(Dataset items)
--- Start ---

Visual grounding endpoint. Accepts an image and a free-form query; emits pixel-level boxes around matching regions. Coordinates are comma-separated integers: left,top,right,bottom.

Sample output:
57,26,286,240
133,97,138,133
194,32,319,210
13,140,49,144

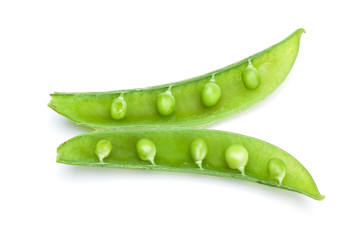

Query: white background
0,0,351,240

--- End ---

**Challenge:** Reproduce every line of the listing above word for word, but leave out the pictures.

**Task result:**
Visual grounding endpoint. Accepts an image and a free-form query; emits pixel-level boxes around matching regions. Coordinates are comma-separated integers: left,top,right,bottom.

Sample output:
57,26,286,240
133,97,138,133
194,32,319,210
13,140,49,144


Query: white background
0,0,351,240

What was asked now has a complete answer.